▸ **INFORMATION GIVEN**
════════

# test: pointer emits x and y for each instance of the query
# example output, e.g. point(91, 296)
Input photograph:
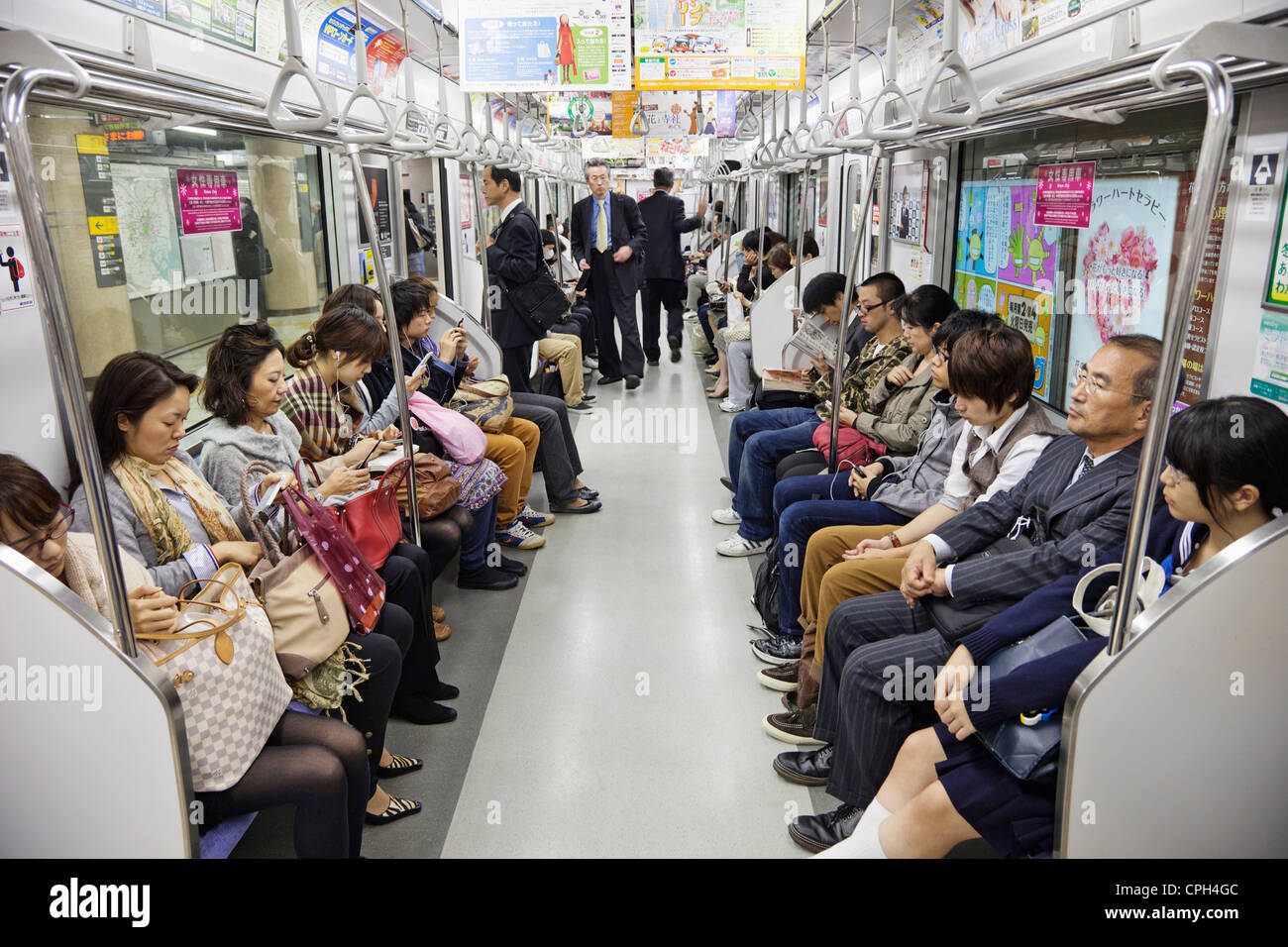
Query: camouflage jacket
point(862, 375)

════════

▸ **WHAT YOU HAVE TO DO**
Please put the lines of the listing above into a Markdown table with the columns Row and Text, numbering each row and skipping any blank lines. Leave the pictures out.

▸ **TASK ANSWER**
| Row | Text |
|---|---|
| 1 | # test: pointer emits x and y for each instance of the query |
| 2 | # example output, e.g. point(91, 296) |
| 3 | Input photograph: |
| 4 | Query: camouflage jacket |
| 5 | point(862, 375) |